Goal of the exercise:
Please rewrite the rows below as a numbered list, from the first row through the line holding "84L589 57L516 53L418", both ends included, with blank lines dropped and the pictures left out.
*** Provided records Section Begins ***
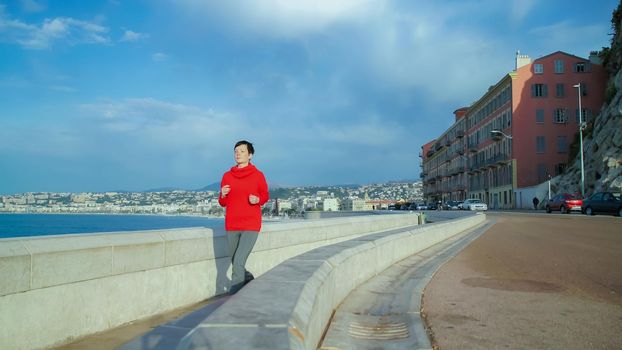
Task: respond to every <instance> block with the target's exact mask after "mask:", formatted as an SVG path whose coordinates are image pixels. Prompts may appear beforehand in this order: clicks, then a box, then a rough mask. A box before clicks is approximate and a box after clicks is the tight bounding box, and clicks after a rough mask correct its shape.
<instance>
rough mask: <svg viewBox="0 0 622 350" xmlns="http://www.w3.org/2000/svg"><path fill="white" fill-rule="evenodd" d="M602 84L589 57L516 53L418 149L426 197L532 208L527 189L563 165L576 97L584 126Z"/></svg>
mask: <svg viewBox="0 0 622 350" xmlns="http://www.w3.org/2000/svg"><path fill="white" fill-rule="evenodd" d="M605 83H606V74H605V70H604V68H603V66H602V65H601V64H600V60H599V59H598V56H597V55H595V54H592V55H591V56H590V58H589V59H585V58H581V57H578V56H574V55H570V54H567V53H565V52H561V51H557V52H554V53H552V54H550V55H547V56H543V57H540V58H537V59H535V60H531V59H530V58H529V57H528V56H526V55H521V54H520V53H517V55H516V69H515V70H514V71H512V72H510V73H508V74H506V75H505V76H504V77H503V78H502V79H501V80H500V81H498V82H497V83H496V84H495V85H494V86H492V87H490V88H489V89H488V91H486V92H485V93H484V94H483V95H482V97H481V98H480V99H479V100H477V101H476V102H475V103H474V104H473V105H471V106H470V107H464V108H460V109H458V110H456V111H455V112H454V115H455V122H454V124H453V125H452V126H451V127H450V128H449V129H448V130H446V131H445V132H444V133H443V134H442V135H441V136H439V137H438V138H437V139H435V140H433V141H431V142H429V143H427V144H426V145H424V146H422V152H421V154H420V156H421V158H422V165H421V166H422V169H423V171H422V172H421V178H422V179H423V189H424V196H425V198H426V200H427V201H430V202H431V201H439V200H442V201H443V202H445V201H448V200H464V199H466V198H479V199H481V200H483V201H484V202H486V203H488V205H489V207H491V208H500V209H502V208H516V207H524V206H525V204H526V203H531V197H529V198H524V197H525V196H526V195H527V194H528V193H530V192H529V189H530V188H533V187H534V186H537V185H538V184H540V183H542V182H544V181H546V180H547V179H548V178H549V176H556V175H558V174H559V173H561V172H562V171H563V169H564V167H565V166H566V164H567V163H568V152H569V146H570V144H571V143H572V142H573V141H574V139H575V135H576V134H577V133H578V131H579V107H578V99H579V94H581V104H582V111H581V117H582V120H583V121H589V120H591V119H592V118H593V117H594V116H595V115H596V114H597V113H598V112H599V110H600V108H601V106H602V104H603V100H604V90H605ZM578 84H580V86H581V90H580V91H579V88H577V87H575V86H576V85H578ZM493 130H500V131H502V132H503V134H505V135H501V134H498V133H495V134H493V133H491V131H493ZM586 156H588V155H586ZM577 192H579V179H577Z"/></svg>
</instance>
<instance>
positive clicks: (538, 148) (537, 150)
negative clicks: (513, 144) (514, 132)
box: [536, 136, 544, 153]
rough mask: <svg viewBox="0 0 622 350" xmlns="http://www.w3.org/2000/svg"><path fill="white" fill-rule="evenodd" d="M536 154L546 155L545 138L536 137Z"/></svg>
mask: <svg viewBox="0 0 622 350" xmlns="http://www.w3.org/2000/svg"><path fill="white" fill-rule="evenodd" d="M536 153H544V136H536Z"/></svg>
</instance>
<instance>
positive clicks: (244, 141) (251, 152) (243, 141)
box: [233, 140, 255, 154]
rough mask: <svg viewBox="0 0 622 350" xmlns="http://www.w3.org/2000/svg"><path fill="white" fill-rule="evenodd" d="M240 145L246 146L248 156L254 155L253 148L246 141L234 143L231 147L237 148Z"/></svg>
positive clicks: (253, 151)
mask: <svg viewBox="0 0 622 350" xmlns="http://www.w3.org/2000/svg"><path fill="white" fill-rule="evenodd" d="M241 145H246V149H247V150H248V154H255V148H254V147H253V144H252V143H250V142H248V141H246V140H242V141H238V142H236V143H235V146H233V149H236V148H238V146H241Z"/></svg>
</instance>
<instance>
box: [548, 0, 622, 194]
mask: <svg viewBox="0 0 622 350" xmlns="http://www.w3.org/2000/svg"><path fill="white" fill-rule="evenodd" d="M612 24H613V26H612V27H613V29H614V37H613V39H612V42H611V48H605V49H603V51H602V52H601V57H602V58H603V64H604V65H605V68H606V69H607V71H608V73H609V81H608V82H607V89H606V99H607V101H606V102H605V104H604V105H603V107H602V109H601V111H600V113H599V114H598V116H596V118H595V119H594V121H593V124H590V125H588V127H587V129H586V130H585V131H584V135H583V136H584V139H583V157H584V168H585V192H586V195H589V194H591V193H594V192H598V191H613V192H622V70H621V69H620V67H622V35H621V34H620V28H621V26H622V2H621V3H620V4H619V5H618V8H617V9H616V10H615V11H614V12H613V19H612ZM577 147H578V144H577ZM580 181H581V160H580V156H579V154H578V152H577V156H576V158H574V160H573V161H571V162H570V163H569V164H568V167H567V168H566V171H565V172H564V173H563V174H562V175H560V176H557V177H556V178H554V179H553V180H552V181H551V192H552V193H553V194H555V193H562V192H567V193H580V192H581V185H580Z"/></svg>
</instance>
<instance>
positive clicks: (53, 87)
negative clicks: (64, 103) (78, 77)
*** Provided records Section Ends ***
Response box:
1. Task: respond to every <instance> block with the target's exact mask after "mask:", formatted as an SVG path whose coordinates are image pixels. Prompts may appear beforehand in this order: clicks, then a box, then a rough mask. A box before clicks is approximate and a box after clicks is the tight bounding box, and clicks after a rough mask correct its shape.
2. <instance>
3. rough mask: <svg viewBox="0 0 622 350" xmlns="http://www.w3.org/2000/svg"><path fill="white" fill-rule="evenodd" d="M602 84L589 57L516 53L418 149L426 197L532 208L527 189L563 165L576 97L584 126Z"/></svg>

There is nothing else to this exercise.